#### Task to carry out
Take the line with "on the wispy" and every line after it, through the end of the listing, and give them again exactly, pictures excluded.

#### Excerpted records
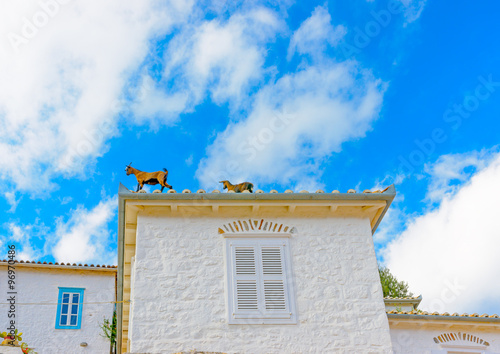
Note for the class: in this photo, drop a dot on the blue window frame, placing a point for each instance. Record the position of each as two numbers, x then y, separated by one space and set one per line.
69 308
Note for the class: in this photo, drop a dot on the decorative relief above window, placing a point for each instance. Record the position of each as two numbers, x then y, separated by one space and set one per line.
252 226
459 340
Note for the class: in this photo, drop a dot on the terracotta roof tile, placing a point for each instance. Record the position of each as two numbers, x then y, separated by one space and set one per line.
425 313
199 191
62 264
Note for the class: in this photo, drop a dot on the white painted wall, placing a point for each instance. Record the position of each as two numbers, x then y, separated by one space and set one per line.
420 340
37 322
179 301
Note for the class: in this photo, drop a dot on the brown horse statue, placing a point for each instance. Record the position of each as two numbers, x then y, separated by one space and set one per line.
238 188
158 177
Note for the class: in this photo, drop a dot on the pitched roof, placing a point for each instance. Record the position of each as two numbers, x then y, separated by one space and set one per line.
61 265
394 314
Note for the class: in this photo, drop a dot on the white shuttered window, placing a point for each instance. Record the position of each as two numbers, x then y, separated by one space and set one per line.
259 281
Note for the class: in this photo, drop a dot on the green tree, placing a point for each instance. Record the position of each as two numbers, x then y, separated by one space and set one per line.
391 286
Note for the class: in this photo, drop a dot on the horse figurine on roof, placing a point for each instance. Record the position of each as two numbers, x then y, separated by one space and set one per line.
152 178
237 188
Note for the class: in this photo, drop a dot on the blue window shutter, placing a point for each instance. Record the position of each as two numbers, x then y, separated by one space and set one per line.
69 308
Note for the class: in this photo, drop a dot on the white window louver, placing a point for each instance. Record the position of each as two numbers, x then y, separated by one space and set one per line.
259 281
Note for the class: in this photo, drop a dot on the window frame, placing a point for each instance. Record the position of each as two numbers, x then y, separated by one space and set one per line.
71 291
262 315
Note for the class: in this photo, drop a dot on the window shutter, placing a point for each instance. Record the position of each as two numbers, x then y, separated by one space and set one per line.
259 284
246 279
273 277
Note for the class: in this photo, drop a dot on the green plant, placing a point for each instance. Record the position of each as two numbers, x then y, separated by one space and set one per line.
391 286
109 328
26 350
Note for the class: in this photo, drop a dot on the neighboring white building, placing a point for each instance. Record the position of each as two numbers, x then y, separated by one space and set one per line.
270 273
420 332
60 306
251 273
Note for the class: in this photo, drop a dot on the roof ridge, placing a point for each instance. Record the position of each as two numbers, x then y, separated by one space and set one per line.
61 264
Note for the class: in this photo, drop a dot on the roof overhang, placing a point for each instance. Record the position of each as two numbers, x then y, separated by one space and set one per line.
21 265
418 321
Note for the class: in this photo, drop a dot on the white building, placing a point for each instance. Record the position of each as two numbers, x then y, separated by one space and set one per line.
416 332
251 273
270 273
58 307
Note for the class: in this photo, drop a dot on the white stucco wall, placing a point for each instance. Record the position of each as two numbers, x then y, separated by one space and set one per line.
414 340
37 322
179 301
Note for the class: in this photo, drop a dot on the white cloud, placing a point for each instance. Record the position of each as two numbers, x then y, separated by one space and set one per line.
62 67
85 236
413 9
220 59
12 200
449 171
450 254
294 124
314 34
25 238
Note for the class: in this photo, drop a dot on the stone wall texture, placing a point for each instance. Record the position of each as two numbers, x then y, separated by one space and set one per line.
37 322
179 297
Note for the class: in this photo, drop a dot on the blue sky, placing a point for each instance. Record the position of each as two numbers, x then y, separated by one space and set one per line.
300 95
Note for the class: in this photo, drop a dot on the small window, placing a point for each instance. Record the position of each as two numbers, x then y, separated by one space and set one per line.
259 281
69 308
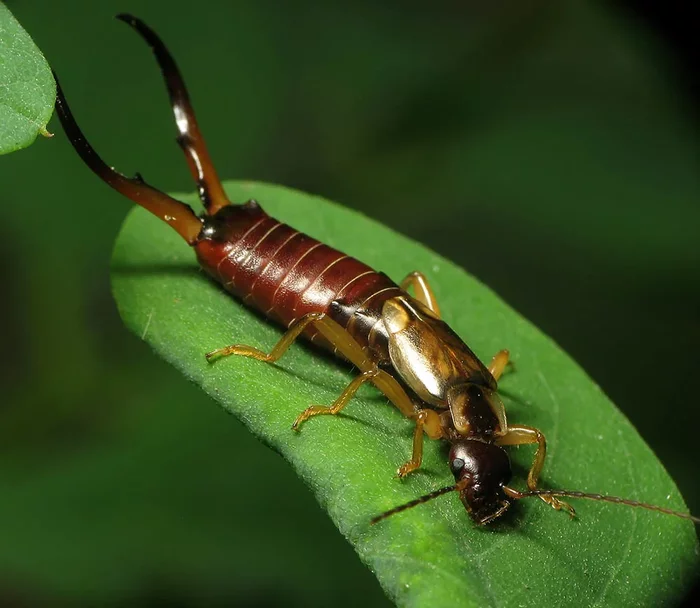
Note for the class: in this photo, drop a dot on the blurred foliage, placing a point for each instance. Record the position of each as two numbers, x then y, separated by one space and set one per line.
27 89
543 146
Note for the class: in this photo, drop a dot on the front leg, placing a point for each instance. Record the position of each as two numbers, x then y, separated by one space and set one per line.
523 435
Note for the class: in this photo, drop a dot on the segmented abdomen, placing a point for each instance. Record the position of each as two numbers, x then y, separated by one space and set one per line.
286 274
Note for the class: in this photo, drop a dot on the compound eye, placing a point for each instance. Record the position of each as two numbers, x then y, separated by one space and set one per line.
456 465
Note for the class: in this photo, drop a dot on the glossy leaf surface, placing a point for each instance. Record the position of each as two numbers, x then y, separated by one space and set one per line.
27 89
433 555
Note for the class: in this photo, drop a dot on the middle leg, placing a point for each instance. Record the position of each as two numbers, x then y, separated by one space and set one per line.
422 290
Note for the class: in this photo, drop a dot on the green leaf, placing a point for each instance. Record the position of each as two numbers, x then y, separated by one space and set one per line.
27 88
432 555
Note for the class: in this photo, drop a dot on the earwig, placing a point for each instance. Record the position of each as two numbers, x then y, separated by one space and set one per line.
398 342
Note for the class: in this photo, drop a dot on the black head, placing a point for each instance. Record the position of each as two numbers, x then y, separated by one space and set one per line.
485 468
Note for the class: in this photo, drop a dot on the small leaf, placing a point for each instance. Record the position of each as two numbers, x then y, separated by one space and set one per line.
432 555
27 88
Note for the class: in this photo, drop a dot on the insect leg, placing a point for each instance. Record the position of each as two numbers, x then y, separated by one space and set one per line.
522 435
346 346
498 363
211 191
422 290
428 421
339 403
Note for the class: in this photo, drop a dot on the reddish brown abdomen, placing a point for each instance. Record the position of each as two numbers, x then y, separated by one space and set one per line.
286 274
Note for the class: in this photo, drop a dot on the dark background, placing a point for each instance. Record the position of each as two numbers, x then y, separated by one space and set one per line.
550 148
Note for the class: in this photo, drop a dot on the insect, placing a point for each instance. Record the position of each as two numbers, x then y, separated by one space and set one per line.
398 342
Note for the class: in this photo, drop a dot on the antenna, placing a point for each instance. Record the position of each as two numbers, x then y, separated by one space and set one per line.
512 493
418 501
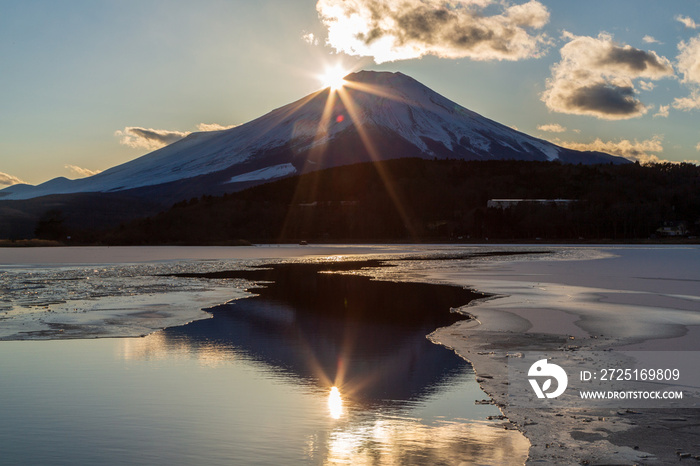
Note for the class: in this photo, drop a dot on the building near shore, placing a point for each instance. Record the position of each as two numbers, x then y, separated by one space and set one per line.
508 203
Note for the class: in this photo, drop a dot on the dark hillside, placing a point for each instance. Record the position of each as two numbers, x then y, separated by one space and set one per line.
421 200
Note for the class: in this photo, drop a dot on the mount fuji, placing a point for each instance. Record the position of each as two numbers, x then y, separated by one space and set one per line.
376 115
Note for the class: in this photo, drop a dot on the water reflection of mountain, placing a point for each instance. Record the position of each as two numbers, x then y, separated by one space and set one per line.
367 336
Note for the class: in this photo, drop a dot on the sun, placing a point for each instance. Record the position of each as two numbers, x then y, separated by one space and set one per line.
333 77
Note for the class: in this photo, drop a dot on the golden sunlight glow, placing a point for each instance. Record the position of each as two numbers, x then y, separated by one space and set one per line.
333 77
335 403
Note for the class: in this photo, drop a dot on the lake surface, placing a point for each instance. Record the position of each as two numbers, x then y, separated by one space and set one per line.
317 368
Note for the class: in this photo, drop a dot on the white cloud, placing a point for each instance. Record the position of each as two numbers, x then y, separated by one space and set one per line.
390 30
552 128
148 138
596 76
689 60
637 150
82 172
687 21
152 139
663 111
692 102
310 38
9 180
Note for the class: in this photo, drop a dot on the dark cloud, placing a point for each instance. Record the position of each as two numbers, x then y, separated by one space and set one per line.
9 180
634 59
391 30
605 98
597 77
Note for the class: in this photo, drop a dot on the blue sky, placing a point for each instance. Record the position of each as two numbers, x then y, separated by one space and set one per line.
86 85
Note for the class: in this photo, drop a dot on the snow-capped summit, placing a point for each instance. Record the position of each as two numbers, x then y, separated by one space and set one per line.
376 115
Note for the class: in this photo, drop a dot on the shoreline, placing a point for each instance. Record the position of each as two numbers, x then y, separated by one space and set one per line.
600 297
557 306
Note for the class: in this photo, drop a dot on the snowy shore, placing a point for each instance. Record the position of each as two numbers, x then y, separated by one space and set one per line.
612 298
545 298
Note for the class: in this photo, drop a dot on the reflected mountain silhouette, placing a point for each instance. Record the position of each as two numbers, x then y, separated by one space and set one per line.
366 336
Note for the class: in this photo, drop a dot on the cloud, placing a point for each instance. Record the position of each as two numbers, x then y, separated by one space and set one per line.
9 180
552 128
689 60
213 127
687 21
82 172
152 139
390 30
692 102
637 150
148 138
663 111
596 77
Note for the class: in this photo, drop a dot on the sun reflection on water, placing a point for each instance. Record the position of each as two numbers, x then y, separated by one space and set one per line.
335 403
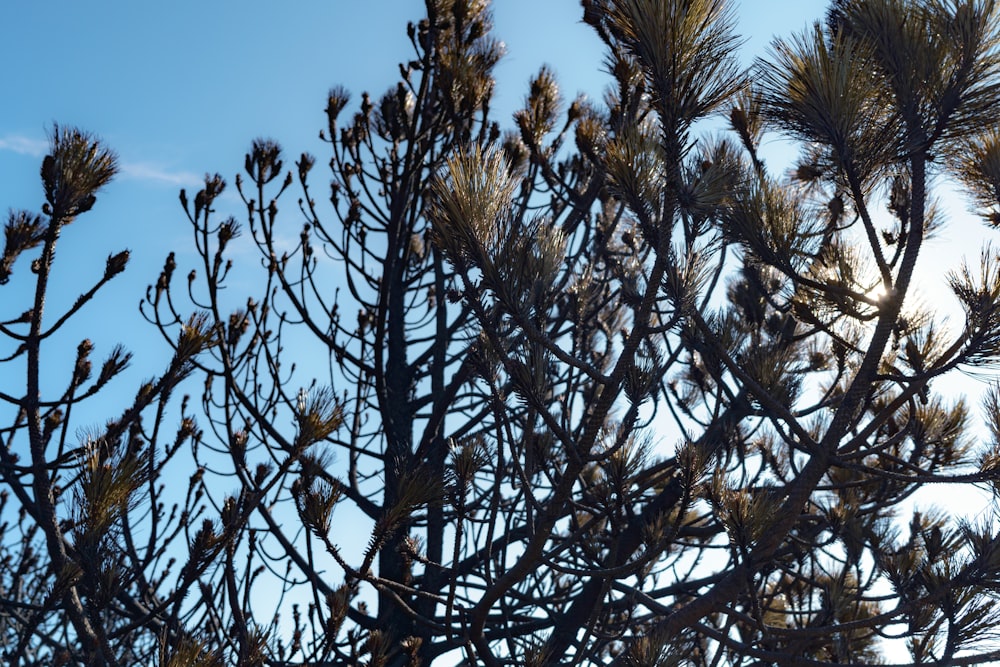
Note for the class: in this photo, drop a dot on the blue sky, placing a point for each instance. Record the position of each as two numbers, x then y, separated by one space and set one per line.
181 88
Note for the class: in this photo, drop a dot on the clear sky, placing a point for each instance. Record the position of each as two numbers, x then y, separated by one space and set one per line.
181 88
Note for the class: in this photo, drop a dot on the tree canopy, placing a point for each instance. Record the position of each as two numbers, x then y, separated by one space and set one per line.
602 387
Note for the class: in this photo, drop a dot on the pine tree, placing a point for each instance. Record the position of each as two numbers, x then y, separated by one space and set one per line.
600 389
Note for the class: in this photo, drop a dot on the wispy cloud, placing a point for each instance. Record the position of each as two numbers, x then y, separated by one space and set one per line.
22 145
153 173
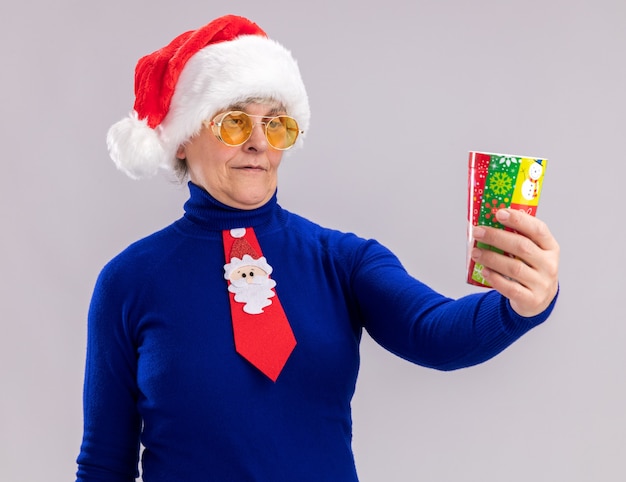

#### Worked solution
Note for the class: in this photo, drop a dot on the wispy cloud, placing a point for each instance. Record the position of each as two numbers, x then y, separated by one space and set one per line.
22 145
153 173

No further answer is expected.